Entries on locating named things:
-- START --
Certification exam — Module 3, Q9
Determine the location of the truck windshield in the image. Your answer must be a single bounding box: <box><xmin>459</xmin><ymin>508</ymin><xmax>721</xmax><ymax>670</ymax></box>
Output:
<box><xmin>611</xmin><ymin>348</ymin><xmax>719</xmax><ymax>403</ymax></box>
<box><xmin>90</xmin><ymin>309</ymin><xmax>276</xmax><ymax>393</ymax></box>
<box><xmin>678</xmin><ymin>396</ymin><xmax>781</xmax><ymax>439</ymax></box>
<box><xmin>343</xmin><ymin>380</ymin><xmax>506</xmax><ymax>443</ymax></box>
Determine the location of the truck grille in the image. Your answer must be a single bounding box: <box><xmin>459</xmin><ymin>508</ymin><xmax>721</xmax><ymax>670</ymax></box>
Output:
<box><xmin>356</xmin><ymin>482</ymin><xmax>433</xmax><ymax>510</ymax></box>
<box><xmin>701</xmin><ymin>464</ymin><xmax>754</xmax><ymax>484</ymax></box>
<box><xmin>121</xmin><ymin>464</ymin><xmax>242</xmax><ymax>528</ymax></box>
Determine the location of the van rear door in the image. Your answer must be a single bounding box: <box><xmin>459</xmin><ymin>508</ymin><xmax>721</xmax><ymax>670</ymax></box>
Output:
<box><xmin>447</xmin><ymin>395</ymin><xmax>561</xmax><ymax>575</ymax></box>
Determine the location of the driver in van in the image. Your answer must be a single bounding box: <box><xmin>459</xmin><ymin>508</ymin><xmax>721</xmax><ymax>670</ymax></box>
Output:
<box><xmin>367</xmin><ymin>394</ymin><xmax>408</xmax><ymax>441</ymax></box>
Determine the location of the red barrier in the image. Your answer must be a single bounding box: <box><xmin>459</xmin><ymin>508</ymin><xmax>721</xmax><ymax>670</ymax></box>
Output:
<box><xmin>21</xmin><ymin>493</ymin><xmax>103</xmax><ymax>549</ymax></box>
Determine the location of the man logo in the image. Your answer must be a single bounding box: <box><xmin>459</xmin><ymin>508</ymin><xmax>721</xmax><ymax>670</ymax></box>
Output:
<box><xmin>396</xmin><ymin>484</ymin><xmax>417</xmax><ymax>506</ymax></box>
-- END --
Stated exercise: Reproduce word for word the part of the records that begins with the line containing "Determine the location of the red" and continues through the end of the records, and give nothing else.

Answer for this exercise:
Determine the location of the red barrier in the image. Your answer must be a single bounding box: <box><xmin>459</xmin><ymin>508</ymin><xmax>721</xmax><ymax>670</ymax></box>
Output:
<box><xmin>21</xmin><ymin>493</ymin><xmax>103</xmax><ymax>549</ymax></box>
Determine the location of the man logo in the image. Your answer must be a single bounding box: <box><xmin>459</xmin><ymin>508</ymin><xmax>721</xmax><ymax>670</ymax></box>
Output:
<box><xmin>396</xmin><ymin>484</ymin><xmax>417</xmax><ymax>506</ymax></box>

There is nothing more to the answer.